§ **Estratto della pagina**
==========

Il tema della spettanza della Tremonti ambientale nella misura del cd sovraccosto, vale dire del maggior investimento necessario per realizzare un impianto in grado produrre energia rinnovabile (quindi “verde”, quindi meritevole di una norma per definizione mirata agli investimenti green) –  rispetto ad un impianto tradizionale (tipicamente termoelettrico) con analoga capacità produttiva – ha generato una vera telenovela (tanto da meritarsi la definizione di “Tremonti ora per allora”) che sembrava definitivamente risolta da interrogazioni parlamentari, onerosi condoni normativamente previsti per i casi di non applicabilità, risoluzioni della stessa Agenzia delle entrate su come beneficarne per l’appunto “ora per allora”, con una serie di vincoli correlati alla tariffa incentivante, alle dimensioni (vincolo delle PMI) ai limiti di cumulabilità con la tariffa medesima.

==========

§ **Consegna 1**
Riporti testualmente il passo del testo sulla Tremonti ambientale da "Il tema della" a "la tariffa medesima.".
§ **Consegna 2**
Prosegua il testo sulla Tremonti ambientale a partire dalla sua ultima frase.

Voci dei dati estratti
==========

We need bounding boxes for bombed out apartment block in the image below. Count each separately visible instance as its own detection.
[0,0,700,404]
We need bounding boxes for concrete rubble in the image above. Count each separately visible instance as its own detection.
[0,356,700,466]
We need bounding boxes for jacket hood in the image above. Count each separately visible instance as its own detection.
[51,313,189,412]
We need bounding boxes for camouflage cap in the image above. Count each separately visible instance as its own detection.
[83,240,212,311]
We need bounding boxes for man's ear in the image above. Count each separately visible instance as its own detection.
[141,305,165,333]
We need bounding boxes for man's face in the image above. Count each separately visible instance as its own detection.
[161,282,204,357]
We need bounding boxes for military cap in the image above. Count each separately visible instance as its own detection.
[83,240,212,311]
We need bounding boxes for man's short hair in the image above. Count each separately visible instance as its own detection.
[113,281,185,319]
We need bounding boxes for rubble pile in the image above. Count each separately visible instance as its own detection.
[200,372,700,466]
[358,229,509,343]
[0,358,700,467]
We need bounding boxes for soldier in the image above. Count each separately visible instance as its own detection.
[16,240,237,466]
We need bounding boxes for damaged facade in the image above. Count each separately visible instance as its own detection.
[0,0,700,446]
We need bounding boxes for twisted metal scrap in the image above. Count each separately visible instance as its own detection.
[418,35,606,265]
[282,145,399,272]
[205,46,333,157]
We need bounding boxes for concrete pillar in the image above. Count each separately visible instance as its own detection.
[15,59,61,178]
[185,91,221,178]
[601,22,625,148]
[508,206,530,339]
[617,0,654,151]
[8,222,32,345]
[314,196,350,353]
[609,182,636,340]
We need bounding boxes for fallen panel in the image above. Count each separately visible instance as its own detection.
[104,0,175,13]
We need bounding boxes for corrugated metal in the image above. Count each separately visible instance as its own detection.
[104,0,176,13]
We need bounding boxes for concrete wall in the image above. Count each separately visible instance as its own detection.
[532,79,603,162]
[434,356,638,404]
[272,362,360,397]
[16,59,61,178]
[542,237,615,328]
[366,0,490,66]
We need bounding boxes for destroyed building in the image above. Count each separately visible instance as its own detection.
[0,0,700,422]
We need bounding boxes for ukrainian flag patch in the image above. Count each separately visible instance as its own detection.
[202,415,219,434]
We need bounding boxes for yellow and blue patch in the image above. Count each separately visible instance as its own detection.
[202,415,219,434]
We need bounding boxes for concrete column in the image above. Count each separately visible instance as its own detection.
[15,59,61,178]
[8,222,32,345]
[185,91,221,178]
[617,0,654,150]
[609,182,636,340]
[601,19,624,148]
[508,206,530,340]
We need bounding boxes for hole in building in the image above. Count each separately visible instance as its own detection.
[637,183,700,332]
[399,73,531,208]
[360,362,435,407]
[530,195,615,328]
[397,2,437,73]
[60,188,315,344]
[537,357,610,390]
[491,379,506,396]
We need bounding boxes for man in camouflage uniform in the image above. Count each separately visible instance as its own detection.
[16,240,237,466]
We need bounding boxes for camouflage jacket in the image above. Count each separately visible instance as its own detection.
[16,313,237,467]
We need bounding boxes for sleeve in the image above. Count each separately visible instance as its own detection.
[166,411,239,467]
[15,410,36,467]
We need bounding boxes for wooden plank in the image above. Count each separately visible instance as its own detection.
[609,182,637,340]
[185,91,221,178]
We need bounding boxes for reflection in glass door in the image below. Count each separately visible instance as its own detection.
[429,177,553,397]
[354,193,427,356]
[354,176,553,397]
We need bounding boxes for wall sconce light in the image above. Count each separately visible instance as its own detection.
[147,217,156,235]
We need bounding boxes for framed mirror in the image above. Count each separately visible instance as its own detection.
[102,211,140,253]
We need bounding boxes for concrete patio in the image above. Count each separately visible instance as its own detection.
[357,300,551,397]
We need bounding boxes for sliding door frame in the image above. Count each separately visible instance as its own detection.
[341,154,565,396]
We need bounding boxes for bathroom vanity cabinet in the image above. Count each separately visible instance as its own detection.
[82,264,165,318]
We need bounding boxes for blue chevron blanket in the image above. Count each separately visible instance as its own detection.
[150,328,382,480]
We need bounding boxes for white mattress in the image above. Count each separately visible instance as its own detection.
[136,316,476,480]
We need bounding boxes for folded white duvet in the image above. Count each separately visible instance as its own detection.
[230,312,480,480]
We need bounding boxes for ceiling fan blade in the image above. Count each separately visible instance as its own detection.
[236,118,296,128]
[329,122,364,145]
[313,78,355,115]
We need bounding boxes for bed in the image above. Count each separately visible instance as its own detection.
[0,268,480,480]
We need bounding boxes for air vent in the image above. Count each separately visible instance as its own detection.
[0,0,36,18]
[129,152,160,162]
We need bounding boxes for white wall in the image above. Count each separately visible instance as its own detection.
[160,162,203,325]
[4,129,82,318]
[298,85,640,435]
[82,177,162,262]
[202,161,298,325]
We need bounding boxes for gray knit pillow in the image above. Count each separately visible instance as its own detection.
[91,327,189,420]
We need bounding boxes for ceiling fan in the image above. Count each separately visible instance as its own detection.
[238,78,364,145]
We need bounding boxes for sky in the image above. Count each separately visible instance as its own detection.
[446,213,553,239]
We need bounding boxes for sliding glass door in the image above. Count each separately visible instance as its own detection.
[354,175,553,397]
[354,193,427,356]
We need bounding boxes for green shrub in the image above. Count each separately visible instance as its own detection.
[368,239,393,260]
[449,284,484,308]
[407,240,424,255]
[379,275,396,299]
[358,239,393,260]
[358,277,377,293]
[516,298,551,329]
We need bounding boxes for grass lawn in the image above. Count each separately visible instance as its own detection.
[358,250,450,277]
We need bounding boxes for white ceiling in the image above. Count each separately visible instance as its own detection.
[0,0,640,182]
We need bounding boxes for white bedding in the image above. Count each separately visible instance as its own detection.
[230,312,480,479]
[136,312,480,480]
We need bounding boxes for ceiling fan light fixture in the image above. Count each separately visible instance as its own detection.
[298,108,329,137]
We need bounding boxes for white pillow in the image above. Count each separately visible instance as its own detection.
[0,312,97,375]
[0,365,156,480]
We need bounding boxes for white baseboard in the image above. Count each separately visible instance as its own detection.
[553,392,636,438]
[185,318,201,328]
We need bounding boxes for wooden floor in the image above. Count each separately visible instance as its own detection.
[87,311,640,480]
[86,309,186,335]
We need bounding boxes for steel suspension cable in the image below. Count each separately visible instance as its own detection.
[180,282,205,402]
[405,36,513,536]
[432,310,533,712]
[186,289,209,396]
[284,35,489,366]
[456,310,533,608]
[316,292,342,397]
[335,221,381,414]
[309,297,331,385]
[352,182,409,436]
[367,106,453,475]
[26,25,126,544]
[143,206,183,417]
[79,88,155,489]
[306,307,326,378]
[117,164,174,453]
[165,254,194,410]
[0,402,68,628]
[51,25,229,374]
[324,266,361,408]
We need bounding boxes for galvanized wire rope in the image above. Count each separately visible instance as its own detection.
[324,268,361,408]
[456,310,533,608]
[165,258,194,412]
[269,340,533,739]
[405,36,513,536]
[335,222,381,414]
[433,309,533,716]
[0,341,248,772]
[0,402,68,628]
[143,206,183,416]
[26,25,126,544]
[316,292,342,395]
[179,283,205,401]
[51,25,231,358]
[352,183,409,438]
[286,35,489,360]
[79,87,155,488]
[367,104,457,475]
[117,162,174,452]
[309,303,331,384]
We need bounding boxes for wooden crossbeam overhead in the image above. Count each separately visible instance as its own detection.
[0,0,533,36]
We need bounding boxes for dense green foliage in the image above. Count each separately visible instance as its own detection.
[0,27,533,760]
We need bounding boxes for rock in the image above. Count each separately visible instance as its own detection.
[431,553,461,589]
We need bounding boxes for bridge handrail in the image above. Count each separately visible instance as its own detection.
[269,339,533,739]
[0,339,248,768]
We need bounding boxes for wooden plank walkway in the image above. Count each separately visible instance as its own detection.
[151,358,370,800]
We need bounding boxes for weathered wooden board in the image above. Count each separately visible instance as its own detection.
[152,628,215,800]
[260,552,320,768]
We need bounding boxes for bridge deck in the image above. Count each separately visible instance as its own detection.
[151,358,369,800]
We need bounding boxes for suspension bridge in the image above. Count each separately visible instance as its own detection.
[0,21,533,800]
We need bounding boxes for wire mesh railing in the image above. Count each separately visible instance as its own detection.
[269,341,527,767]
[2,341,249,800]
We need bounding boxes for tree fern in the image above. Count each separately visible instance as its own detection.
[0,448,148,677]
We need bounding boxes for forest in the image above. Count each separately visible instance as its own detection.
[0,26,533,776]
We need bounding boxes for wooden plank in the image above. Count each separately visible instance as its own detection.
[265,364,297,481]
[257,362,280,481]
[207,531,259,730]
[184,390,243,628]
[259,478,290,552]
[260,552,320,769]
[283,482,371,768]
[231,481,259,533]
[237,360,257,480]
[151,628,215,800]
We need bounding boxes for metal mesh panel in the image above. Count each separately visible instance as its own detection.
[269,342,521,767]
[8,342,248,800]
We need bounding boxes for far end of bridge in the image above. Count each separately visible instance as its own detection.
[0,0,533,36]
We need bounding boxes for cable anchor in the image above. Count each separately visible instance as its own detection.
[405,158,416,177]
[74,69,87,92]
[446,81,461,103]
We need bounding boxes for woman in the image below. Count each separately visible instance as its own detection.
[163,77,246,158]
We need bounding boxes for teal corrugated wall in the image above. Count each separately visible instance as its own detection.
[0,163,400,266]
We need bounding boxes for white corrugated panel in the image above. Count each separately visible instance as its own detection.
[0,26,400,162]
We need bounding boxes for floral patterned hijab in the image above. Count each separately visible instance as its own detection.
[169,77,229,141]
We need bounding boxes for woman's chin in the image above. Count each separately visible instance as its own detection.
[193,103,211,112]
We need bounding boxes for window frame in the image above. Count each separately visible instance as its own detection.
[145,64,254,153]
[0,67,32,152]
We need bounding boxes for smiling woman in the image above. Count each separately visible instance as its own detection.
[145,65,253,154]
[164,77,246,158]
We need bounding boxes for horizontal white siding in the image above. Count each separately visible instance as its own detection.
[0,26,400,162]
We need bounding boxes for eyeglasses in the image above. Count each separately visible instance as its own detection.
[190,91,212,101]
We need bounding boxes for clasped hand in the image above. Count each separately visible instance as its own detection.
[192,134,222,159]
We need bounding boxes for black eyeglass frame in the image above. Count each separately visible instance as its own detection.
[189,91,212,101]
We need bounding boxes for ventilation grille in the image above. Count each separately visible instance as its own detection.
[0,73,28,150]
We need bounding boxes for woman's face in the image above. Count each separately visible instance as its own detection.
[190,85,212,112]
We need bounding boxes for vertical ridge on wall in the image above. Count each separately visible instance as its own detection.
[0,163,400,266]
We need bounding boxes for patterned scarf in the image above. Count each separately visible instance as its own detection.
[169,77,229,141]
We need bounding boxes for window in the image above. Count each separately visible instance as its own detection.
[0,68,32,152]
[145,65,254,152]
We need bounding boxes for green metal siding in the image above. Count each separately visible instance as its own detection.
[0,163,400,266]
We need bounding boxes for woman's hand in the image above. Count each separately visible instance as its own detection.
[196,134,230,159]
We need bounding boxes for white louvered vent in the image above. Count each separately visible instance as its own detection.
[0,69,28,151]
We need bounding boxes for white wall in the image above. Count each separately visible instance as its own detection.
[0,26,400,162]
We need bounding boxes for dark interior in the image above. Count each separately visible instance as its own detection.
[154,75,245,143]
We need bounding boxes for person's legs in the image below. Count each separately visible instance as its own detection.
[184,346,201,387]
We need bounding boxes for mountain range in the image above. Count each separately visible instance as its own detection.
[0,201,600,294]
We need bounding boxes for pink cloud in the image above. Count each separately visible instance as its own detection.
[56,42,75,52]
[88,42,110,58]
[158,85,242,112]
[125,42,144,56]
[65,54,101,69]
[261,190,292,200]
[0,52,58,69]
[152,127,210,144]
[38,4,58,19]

==========

§ **Risultato finale 1**
Il tema della spettanza della Tremonti ambientale nella misura del cd sovraccosto, vale dire del maggior investimento necessario per realizzare un impianto in grado produrre energia rinnovabile (quindi “verde”, quindi meritevole di una norma per definizione mirata agli investimenti green) –  rispetto ad un impianto tradizionale (tipicamente termoelettrico) con analoga capacità produttiva – ha generato una vera telenovela (tanto da meritarsi la definizione di “Tremonti ora per allora”) che sembrava definitivamente risolta da interrogazioni parlamentari, onerosi condoni normativamente previsti per i casi di non applicabilità, risoluzioni della stessa Agenzia delle entrate su come beneficarne per l’appunto “ora per allora”, con una serie di vincoli correlati alla tariffa incentivante, alle dimensioni (vincolo delle PMI) ai limiti di cumulabilità con la tariffa medesima.

§ **Risultato finale 2**
Tra le tante eccezioni, precisazioni, limiti, era rimasto lungamente in sordina il tema della spettanza dell’agevolazione nonostante l’investimento in se e per sé non avesse affatto caratteristiche di risparmio energetico, dovendo con tutta evidenza la sua “meritevolezza ambientale” essere piuttosto ascritta alla produzione di energia con un impatto ambientale inferiore alla alternative tradizionali (con riferimento alle quali infatti andava parametrato il beneficio da applicare con il sopra brevemente descritto approccio incrementale), profilo che potremmo definire oggettivo/soggettivo (data la natura di SPV delle società in questione, che rende il profilo, astrattamente oggettivo, in pratica soggettivo essendo unico e inequivoco l’oggetto delle SPV).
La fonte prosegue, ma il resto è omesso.